(Beginning of EXTRACT PROVIDED)
'I know how close he was to not making it': Telford boy survived meningitis twice
He's only 12 but Luke Hickman has already battled meningitis twice.
After the relief of overcoming the disease at the age of 10 months, his life was threatened again just days after his fourth birthday.
Fortunately he survived both times, although the youngster from Telford has been left with poor eyesight, hearing loss and also has learning difficulties.
His mother, Zoe Corbett, has shared his story on World Meningitis Day, which highlights the bravery of meningitis survivors and those whose lives have been changed forever.
"To have it twice and come through is just lucky," said Zoe, 40, who lives in Trench.
"There was no connection between the first and second time at all.
"It was just a big relief he came through it – I know how close he was to not making it."
In April 2007, 10-month old-Luke was poorly with a high temperature and vomiting.
Later in the day he was asleep and when he woke his right eye was pointing in towards his nose.
Zoe said: "I managed to get him in at the doctors who advised that he would see him again in two days to see if his eye had changed position.
"We went home but as soon as we walked in the house the doctor called.
"He said after we left he had called the Princess Royal Hospital and they said to go straight down.
"We did, and following a lumbar puncture we were told Luke had viral Meningoencephalitis. This was more than likely passed onto him from a cold sore that I had when I kissed him."
Luke spent three weeks in hospital on anti-viral medication before he could come home.
The Hadley Learning Community pupil was left with a delay in his speech and had to wear patches to correct the turn in his eye.
His eyesight is still poor in his right eye.
In June 2010, three days after his fourth birthday, Luke became unwell again with a high temperature and vomiting.
(End of EXTRACT PROVIDED)
(Beginning of DATASET CONTENT)
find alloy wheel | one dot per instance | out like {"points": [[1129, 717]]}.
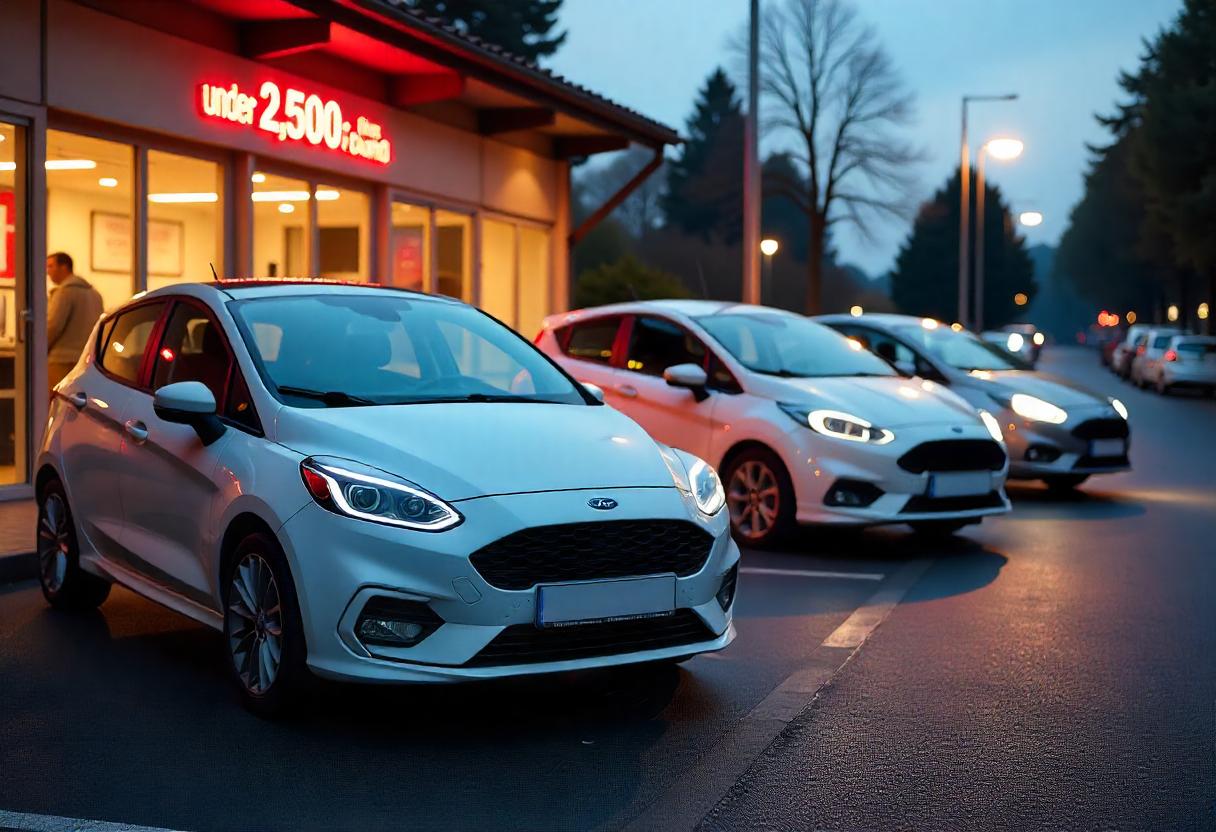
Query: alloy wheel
{"points": [[54, 541], [254, 623], [754, 499]]}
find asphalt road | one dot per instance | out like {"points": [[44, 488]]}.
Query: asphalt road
{"points": [[1051, 669]]}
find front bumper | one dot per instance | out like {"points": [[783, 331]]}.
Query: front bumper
{"points": [[817, 464], [339, 563]]}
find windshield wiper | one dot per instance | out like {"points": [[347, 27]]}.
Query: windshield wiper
{"points": [[332, 398]]}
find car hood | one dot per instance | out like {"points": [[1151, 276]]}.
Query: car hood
{"points": [[1042, 386], [887, 402], [468, 450]]}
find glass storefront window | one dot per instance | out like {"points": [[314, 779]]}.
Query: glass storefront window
{"points": [[454, 246], [343, 221], [281, 234], [185, 234], [89, 209], [410, 246]]}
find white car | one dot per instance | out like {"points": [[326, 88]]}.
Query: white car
{"points": [[1188, 361], [372, 484], [804, 425]]}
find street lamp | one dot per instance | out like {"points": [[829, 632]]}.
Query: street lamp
{"points": [[964, 173], [1003, 150]]}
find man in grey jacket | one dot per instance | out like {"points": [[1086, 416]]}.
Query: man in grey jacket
{"points": [[71, 313]]}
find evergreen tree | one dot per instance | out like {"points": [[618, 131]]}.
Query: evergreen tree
{"points": [[924, 281], [704, 184], [521, 27]]}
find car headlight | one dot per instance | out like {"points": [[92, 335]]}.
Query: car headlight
{"points": [[839, 425], [994, 427], [1036, 410], [356, 490], [696, 477]]}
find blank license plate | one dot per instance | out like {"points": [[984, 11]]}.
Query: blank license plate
{"points": [[561, 605], [964, 483], [1107, 448]]}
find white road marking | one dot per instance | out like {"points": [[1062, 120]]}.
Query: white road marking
{"points": [[16, 820], [814, 573]]}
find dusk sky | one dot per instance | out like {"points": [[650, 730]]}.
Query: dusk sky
{"points": [[1062, 57]]}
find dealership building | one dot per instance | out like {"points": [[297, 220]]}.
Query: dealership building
{"points": [[344, 139]]}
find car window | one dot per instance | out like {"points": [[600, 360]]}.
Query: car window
{"points": [[356, 349], [656, 344], [122, 352], [592, 341], [192, 349]]}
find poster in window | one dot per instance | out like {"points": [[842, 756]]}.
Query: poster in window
{"points": [[165, 252], [110, 242]]}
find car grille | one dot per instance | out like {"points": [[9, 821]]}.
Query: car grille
{"points": [[953, 455], [592, 551], [922, 504], [525, 644], [1102, 428]]}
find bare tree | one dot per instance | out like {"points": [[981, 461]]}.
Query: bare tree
{"points": [[827, 82]]}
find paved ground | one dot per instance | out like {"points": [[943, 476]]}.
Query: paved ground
{"points": [[1056, 669]]}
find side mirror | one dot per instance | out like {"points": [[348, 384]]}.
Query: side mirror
{"points": [[190, 403], [596, 392], [688, 376]]}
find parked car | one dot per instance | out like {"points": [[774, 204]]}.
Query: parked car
{"points": [[1054, 431], [805, 426], [372, 484], [1188, 361]]}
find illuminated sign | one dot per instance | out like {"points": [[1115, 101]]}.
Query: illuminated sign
{"points": [[297, 117]]}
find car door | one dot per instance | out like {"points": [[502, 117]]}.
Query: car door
{"points": [[168, 484], [673, 415], [93, 406]]}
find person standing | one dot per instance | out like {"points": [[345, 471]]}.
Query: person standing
{"points": [[73, 308]]}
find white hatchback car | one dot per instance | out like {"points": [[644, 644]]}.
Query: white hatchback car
{"points": [[372, 484], [803, 422]]}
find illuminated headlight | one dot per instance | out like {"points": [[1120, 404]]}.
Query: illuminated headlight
{"points": [[839, 425], [994, 427], [1036, 410], [355, 490], [696, 477]]}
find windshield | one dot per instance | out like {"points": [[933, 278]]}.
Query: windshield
{"points": [[356, 349], [961, 350], [784, 344]]}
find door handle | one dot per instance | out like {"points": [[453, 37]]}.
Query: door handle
{"points": [[136, 429]]}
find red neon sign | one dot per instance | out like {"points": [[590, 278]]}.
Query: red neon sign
{"points": [[297, 117]]}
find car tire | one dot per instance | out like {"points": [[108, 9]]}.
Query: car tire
{"points": [[759, 496], [263, 628], [1064, 482], [65, 584]]}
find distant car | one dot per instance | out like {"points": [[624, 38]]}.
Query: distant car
{"points": [[805, 425], [1056, 431], [1148, 357], [372, 484], [1188, 361]]}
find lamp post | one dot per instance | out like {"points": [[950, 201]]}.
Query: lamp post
{"points": [[964, 173], [1003, 150]]}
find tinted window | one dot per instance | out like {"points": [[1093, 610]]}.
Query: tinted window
(End of DATASET CONTENT)
- [REQUIRED WORK]
A. From the meningitis article, list every condition that Luke is said to have been "left with."
B. Write out everything in the meningitis article from "Later in the" down to "could come home.".
C. According to the meningitis article, how long did Luke stay in hospital after his first illness?
These entries have nothing to do with the meningitis article.

- [ANSWERS FOR THIS EXERCISE]
A. Poor eyesight, hearing loss, learning difficulties, and a delay in his speech.

B.
Later in the day he was asleep and when he woke his right eye was pointing in towards his nose.
Zoe said: "I managed to get him in at the doctors who advised that he would see him again in two days to see if his eye had changed position.
"We went home but as soon as we walked in the house the doctor called.
"He said after we left he had called the Princess Royal Hospital and they said to go straight down.
"We did, and following a lumbar puncture we were told Luke had viral Meningoencephalitis. This was more than likely passed onto him from a cold sore that I had when I kissed him."
Luke spent three weeks in hospital on anti-viral medication before he could come home.

C. Three weeks.